=== What you are asked to do ===
Please pick out and copy every line below that contains the word "football". Case counts.

Excerpts from a dataset on object pointing:

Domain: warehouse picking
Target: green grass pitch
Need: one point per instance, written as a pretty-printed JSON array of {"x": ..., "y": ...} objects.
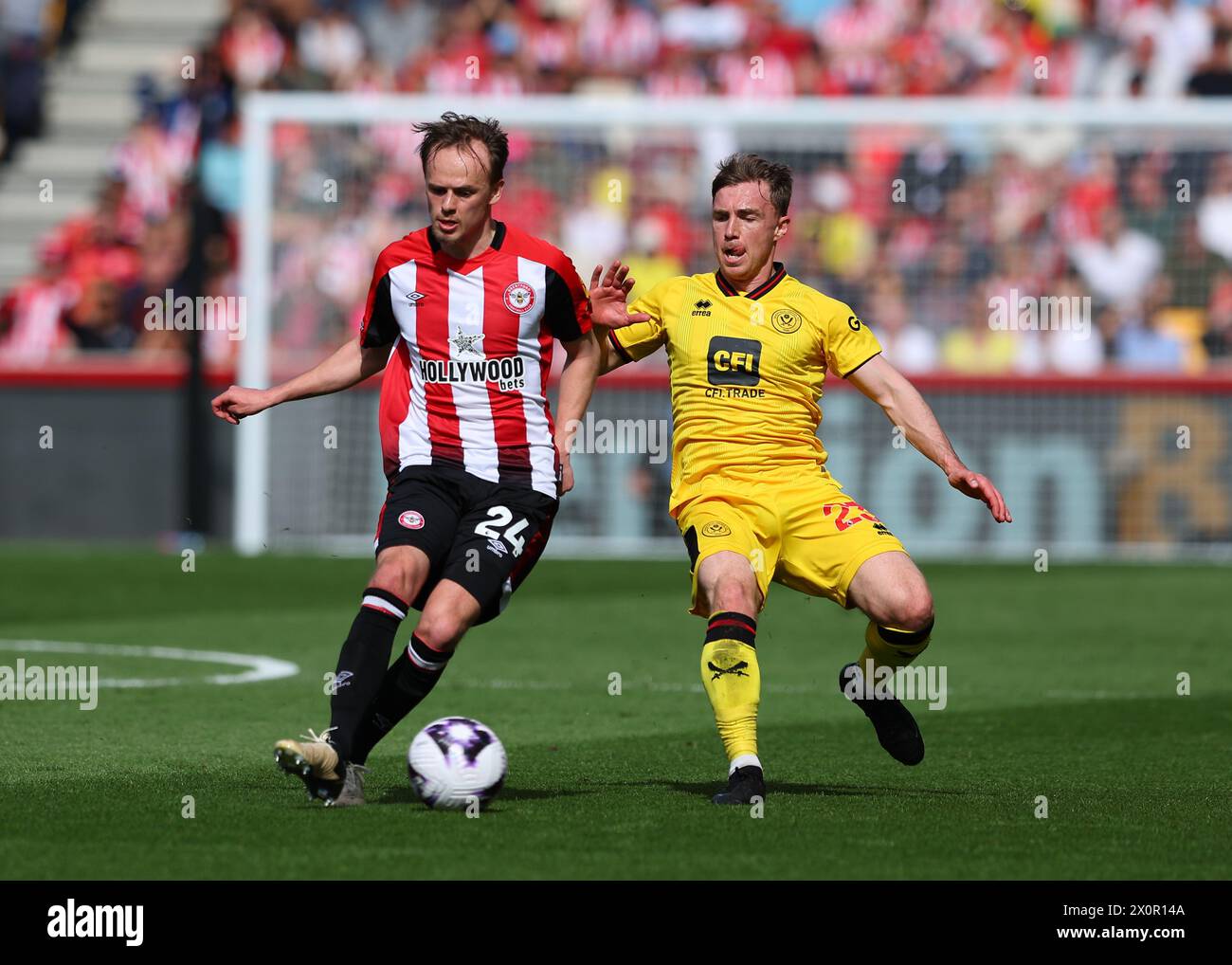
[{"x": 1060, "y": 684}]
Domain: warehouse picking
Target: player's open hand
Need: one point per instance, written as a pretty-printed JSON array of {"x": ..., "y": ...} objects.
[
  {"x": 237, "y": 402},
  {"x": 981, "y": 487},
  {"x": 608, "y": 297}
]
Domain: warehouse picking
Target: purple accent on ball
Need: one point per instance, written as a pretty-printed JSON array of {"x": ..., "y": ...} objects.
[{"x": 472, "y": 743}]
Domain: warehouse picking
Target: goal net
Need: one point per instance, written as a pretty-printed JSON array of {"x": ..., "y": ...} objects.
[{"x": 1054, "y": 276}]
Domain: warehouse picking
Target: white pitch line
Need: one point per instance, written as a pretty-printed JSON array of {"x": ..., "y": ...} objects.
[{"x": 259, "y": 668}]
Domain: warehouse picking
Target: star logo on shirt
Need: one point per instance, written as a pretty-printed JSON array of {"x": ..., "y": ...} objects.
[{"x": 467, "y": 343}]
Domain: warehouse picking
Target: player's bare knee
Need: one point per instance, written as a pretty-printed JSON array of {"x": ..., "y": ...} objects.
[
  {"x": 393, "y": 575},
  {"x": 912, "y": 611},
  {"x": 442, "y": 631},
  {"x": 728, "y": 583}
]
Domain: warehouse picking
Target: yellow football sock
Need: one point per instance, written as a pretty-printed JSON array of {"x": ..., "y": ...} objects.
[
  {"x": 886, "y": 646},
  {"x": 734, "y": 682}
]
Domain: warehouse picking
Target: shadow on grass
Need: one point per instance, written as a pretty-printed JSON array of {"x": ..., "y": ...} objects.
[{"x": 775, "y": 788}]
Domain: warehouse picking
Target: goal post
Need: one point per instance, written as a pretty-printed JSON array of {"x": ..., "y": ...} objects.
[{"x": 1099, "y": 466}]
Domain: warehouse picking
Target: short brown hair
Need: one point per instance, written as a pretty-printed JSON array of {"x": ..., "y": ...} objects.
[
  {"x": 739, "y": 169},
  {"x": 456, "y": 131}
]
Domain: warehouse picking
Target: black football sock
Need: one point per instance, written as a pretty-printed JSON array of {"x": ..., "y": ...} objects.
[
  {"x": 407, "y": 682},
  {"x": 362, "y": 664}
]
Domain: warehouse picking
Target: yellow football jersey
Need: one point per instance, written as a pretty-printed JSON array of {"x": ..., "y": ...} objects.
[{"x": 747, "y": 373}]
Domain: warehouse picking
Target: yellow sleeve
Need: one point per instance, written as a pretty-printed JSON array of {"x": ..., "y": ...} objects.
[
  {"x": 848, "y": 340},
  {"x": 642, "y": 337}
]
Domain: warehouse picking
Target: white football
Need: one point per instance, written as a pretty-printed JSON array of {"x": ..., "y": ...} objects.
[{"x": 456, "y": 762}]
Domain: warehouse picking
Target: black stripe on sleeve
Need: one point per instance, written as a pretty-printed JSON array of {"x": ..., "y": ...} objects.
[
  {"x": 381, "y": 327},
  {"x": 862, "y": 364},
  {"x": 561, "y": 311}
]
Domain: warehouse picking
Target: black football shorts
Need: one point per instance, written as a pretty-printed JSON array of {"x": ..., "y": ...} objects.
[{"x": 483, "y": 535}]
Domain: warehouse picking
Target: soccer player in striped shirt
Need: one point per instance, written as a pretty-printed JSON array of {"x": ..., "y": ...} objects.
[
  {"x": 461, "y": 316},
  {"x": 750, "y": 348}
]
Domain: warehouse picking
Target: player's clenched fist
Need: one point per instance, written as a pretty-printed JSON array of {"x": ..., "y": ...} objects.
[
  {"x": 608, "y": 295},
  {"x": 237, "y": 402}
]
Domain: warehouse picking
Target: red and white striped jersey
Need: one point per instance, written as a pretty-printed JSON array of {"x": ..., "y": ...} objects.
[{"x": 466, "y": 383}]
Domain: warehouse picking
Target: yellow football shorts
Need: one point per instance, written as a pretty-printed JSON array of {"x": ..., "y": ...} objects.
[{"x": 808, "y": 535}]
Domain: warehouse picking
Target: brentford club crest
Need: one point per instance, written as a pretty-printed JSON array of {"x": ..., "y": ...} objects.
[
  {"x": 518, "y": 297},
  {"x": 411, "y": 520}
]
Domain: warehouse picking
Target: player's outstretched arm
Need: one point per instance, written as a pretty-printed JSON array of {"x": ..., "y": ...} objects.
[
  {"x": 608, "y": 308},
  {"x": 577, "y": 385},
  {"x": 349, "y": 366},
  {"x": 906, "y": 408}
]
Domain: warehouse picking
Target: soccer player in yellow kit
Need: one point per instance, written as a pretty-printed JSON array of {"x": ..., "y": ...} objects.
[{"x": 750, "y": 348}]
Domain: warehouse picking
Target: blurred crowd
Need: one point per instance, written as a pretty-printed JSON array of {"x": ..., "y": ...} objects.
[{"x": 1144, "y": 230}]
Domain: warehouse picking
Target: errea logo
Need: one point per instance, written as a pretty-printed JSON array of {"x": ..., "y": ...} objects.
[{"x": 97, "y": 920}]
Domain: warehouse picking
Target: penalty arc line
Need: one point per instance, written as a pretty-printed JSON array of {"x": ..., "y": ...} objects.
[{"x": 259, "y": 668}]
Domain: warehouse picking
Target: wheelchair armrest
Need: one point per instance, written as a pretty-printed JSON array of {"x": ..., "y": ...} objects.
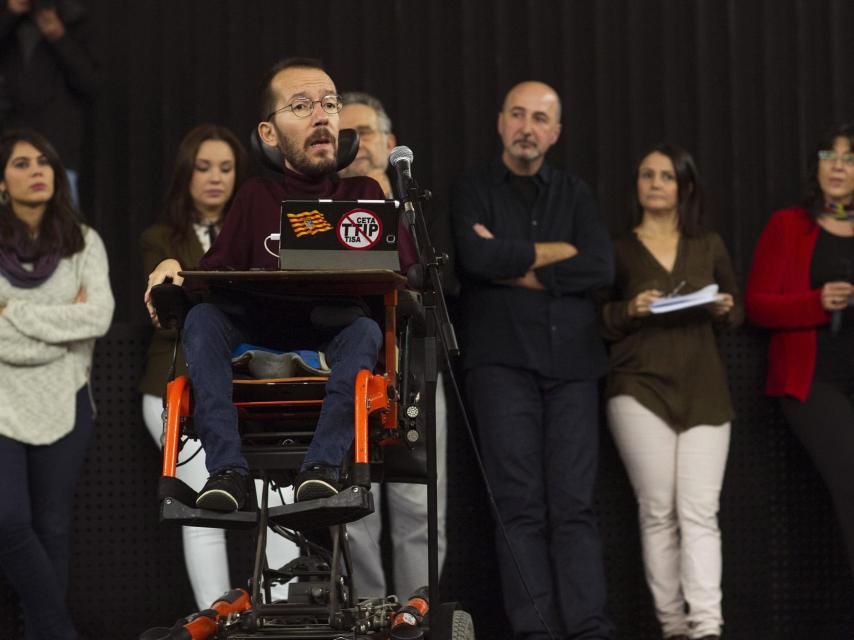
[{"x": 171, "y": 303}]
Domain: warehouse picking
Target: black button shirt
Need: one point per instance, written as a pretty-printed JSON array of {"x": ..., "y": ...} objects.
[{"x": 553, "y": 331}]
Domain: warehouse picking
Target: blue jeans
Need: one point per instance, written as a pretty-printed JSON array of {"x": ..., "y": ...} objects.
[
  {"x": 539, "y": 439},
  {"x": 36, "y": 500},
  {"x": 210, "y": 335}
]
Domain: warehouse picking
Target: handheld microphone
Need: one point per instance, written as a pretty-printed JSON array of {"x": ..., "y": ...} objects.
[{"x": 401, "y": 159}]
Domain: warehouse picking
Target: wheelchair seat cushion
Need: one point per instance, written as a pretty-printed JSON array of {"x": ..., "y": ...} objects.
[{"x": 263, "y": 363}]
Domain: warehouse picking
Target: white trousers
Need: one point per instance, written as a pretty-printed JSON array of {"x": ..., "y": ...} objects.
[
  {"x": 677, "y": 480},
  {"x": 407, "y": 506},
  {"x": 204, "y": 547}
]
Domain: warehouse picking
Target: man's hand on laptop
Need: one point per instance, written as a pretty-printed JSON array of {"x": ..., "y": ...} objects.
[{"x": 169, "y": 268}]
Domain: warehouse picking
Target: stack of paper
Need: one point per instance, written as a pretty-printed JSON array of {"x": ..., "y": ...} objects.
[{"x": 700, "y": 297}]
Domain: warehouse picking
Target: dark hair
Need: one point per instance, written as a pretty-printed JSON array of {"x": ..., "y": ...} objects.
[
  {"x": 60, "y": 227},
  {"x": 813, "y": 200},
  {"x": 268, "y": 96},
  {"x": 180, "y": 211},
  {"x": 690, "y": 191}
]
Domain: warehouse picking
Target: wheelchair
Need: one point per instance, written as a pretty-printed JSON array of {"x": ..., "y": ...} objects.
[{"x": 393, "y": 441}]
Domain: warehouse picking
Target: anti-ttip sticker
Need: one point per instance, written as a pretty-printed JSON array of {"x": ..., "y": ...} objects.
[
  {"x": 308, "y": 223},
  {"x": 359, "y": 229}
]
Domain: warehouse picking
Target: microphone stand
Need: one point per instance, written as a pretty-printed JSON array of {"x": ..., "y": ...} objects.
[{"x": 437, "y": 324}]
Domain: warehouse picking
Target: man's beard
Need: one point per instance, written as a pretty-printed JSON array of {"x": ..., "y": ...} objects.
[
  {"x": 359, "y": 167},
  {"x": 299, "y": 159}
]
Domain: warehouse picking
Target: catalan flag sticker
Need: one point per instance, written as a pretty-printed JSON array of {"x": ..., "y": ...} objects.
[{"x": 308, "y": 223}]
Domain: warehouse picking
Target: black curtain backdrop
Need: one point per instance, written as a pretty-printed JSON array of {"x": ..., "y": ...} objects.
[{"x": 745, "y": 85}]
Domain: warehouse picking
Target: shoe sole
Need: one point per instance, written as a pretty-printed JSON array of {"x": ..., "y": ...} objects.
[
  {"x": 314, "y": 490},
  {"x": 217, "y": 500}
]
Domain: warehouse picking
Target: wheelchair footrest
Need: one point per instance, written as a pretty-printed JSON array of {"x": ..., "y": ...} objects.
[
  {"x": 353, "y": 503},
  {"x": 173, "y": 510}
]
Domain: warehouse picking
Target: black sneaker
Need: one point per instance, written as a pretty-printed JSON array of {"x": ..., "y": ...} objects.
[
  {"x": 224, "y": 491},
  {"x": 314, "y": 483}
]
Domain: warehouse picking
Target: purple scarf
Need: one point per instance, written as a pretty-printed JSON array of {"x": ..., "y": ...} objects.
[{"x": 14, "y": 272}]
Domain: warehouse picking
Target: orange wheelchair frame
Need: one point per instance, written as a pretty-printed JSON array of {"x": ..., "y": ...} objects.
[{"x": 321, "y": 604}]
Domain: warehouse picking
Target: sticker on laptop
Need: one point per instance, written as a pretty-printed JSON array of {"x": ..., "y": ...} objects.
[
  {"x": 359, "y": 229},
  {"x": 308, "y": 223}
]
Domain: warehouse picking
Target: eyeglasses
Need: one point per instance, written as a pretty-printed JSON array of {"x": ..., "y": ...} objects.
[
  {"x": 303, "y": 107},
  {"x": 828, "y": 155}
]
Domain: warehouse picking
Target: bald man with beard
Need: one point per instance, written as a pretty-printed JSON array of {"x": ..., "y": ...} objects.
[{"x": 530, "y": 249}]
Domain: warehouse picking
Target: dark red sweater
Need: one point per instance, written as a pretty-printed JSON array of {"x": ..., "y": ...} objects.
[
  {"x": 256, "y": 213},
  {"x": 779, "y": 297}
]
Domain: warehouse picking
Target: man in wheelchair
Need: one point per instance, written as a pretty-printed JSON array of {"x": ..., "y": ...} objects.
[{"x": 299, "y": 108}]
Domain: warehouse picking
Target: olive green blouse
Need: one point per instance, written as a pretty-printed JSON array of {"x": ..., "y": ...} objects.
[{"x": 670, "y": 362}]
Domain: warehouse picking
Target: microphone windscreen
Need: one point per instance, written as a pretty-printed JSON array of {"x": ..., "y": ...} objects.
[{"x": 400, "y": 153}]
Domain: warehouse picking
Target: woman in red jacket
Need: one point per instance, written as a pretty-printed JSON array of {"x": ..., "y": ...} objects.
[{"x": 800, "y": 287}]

=== Expected answer ===
Target: yellow football sock
Target: black football sock
Target: yellow football jersey
Target: white football
Target: black football shorts
Target: yellow football shorts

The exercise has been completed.